The Parliamentary Secretary was so sweetly reasonable in the first part of his speech and so much represented what I believe to be the mind of the House, that I was a little disappointed at the last part of his speech, but I am not quite sure that the last part of his speech did not really represent what is in the Bill. My view always has been that the training of juveniles up to 18 years of age was most desirable, and that it was not unreasonable that young persons should be required to attend training courses to become efficient for industry or to be conditioned, as the case might be. But it is one thing to do it with young persons under 18, and quite another thing to do it with an adult, a man of 27 or 28 or 30, and to do it against his will. The Minister said that; he said in the light of his experience and knowledge, after visiting these centres and giving the subject a lot of study, that it-was not likely to be effective if compulsion was applied. But almost in the same breath he said that he did not think it unreasonable to insist on this condition for married men. That rather suggested compulsion. Compulsion of a man who has volunteered to go to a course and then, having gone to the course, requiring him to continue his training so that the money spent on him should not be wasted, is one thing, but it is quite another thing to make as a condition of receiving benefit the attendance at a course. That is particularly so when you make it the condition of receiving ordinary standard benefit.

When we come to Part II of course it is quite another story. You assume that when a man has to go on public assistance he has been a very long time out of work and may have become demoralised, and there may be a case made out for requiring attendance as a condition of public health payment, although even there, in the light of experience in London of one or two compulsory training centres where residence is required, compulsion has not produced very satisfactory results. I have only to mention Belmont as one example. The cases we are considering under Part I are the cases where there is still a legal claim to benefit, quite apart from any condition. I do not like these words. After the speech of the Parliamentary Secretary I am satisfied that as long as the matter is in his hands all his influence will be brought to bear on making attendance as fas as possible voluntary, in order to make the results satisfactory. But we have to remember that we are dealing with an Act of Parliament and not with a particular Minister.

The Parliamentary Secretary made a very important statement. He said that we were making an Act of Parliament for all time, or at any rate for a generation. Of course no Parliament can pledge future Parliaments. Any future Parliament can undo what any past Parliament has done. The Minister is not to have the administration of this Measure. The responsibility is to be with the Statutory Committee. They are to have direction from Parliament as to what Parliament desires, and if these words remain in the Bill they will constitute an instruction to the new committee to require attendance at a course as a condition, whenever they think fit. It is unfortunate, after the excellent, fair and reasonable statement of the Minister that these words should be retained. It would be much better if he left it to the discretion of those responsible to require attendance at these courses without compulsion of any form or character.

10.16 p.m.

Extracted records -
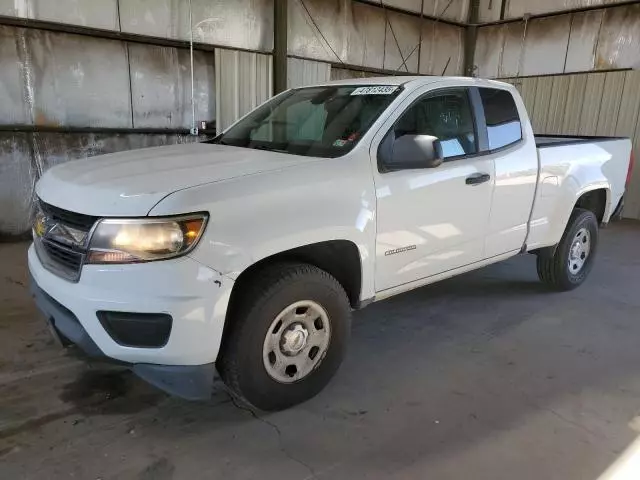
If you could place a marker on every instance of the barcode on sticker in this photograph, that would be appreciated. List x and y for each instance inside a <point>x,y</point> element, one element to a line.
<point>379,90</point>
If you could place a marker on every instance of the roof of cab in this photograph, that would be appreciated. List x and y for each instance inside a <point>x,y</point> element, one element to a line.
<point>423,80</point>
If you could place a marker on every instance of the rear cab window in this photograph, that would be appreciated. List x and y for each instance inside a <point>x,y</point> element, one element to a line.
<point>504,127</point>
<point>445,114</point>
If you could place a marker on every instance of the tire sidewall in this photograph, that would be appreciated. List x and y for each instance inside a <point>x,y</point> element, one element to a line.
<point>585,219</point>
<point>256,385</point>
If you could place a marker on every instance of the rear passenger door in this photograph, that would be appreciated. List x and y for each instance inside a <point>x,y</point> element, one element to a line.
<point>511,146</point>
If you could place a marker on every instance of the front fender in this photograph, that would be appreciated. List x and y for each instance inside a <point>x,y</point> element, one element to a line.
<point>257,216</point>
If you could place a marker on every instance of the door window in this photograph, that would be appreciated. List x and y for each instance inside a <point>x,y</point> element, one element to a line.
<point>446,116</point>
<point>501,114</point>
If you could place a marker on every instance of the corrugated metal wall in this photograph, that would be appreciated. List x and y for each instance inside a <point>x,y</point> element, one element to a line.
<point>243,81</point>
<point>602,39</point>
<point>605,104</point>
<point>53,80</point>
<point>489,10</point>
<point>356,34</point>
<point>307,72</point>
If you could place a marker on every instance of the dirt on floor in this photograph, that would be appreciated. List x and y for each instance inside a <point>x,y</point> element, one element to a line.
<point>485,376</point>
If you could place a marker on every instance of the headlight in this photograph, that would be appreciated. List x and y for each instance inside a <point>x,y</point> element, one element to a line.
<point>145,239</point>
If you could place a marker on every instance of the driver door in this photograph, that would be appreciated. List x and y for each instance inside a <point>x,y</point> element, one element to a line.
<point>432,220</point>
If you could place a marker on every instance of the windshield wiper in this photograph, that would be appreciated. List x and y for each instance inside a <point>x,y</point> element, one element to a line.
<point>268,149</point>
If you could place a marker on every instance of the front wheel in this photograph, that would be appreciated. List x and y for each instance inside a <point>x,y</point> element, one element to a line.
<point>569,265</point>
<point>288,336</point>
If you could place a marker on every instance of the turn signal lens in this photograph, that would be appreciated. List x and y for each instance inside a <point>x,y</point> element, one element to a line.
<point>145,239</point>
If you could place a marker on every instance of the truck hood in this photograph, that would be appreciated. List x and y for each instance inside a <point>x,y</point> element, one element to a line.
<point>131,183</point>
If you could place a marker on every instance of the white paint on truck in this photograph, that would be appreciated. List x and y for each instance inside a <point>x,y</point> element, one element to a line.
<point>410,226</point>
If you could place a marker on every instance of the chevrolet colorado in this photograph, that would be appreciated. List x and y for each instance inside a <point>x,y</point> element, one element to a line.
<point>246,254</point>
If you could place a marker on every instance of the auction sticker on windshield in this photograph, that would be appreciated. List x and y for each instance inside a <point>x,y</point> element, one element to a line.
<point>379,90</point>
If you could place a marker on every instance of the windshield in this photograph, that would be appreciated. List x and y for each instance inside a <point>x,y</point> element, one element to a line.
<point>318,121</point>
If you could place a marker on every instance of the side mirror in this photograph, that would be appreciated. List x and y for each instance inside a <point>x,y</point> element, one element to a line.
<point>415,151</point>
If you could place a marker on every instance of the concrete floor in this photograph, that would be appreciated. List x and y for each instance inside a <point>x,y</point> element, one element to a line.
<point>485,376</point>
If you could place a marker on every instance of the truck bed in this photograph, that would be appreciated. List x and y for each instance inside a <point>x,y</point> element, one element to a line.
<point>543,141</point>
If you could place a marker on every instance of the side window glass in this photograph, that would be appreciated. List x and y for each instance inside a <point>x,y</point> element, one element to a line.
<point>446,116</point>
<point>501,114</point>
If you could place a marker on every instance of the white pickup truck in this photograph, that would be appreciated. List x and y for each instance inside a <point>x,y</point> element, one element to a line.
<point>247,253</point>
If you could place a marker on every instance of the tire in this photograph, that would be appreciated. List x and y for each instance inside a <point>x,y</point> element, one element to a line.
<point>252,357</point>
<point>560,268</point>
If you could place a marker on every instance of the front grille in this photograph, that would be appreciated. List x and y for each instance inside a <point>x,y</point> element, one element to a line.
<point>72,219</point>
<point>63,255</point>
<point>59,259</point>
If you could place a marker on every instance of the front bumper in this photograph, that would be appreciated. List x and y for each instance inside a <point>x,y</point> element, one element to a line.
<point>195,296</point>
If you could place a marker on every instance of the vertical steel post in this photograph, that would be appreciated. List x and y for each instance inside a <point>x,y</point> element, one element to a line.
<point>470,38</point>
<point>280,27</point>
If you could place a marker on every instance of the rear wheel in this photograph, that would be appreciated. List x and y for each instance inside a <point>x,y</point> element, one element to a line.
<point>288,336</point>
<point>568,266</point>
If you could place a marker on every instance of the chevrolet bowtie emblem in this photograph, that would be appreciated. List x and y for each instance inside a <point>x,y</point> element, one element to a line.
<point>40,226</point>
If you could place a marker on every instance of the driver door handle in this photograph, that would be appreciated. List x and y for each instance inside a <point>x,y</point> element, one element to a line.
<point>478,178</point>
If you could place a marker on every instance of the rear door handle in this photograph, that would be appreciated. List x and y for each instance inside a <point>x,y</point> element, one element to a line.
<point>478,178</point>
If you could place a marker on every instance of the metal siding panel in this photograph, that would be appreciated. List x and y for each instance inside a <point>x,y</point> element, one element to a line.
<point>546,45</point>
<point>575,102</point>
<point>408,5</point>
<point>528,89</point>
<point>583,41</point>
<point>489,10</point>
<point>87,13</point>
<point>557,104</point>
<point>365,37</point>
<point>629,105</point>
<point>442,47</point>
<point>512,49</point>
<point>592,100</point>
<point>619,40</point>
<point>14,63</point>
<point>610,105</point>
<point>518,8</point>
<point>81,81</point>
<point>17,179</point>
<point>403,31</point>
<point>242,79</point>
<point>632,195</point>
<point>161,86</point>
<point>14,8</point>
<point>456,10</point>
<point>241,23</point>
<point>345,74</point>
<point>307,72</point>
<point>541,104</point>
<point>447,55</point>
<point>629,125</point>
<point>305,40</point>
<point>489,46</point>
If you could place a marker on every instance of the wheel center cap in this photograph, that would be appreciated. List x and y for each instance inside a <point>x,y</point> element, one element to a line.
<point>294,339</point>
<point>576,251</point>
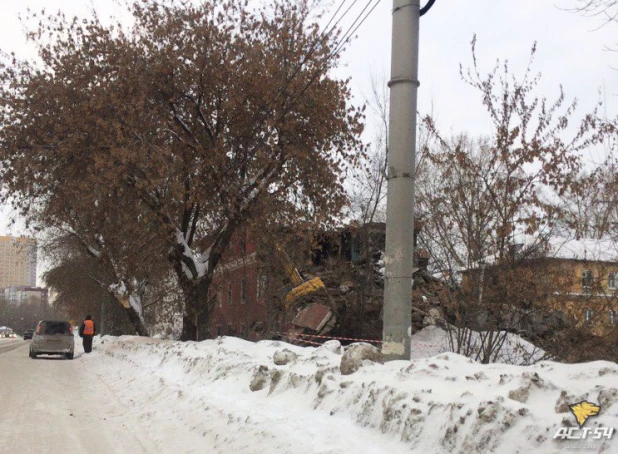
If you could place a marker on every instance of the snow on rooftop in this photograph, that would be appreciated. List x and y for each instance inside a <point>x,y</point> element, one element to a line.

Your objective - List every age, in years, that the speech on compulsory training courses mentions. The material above is drawn from a source separate from the speech.

The completed task - 18, 27, 28, 30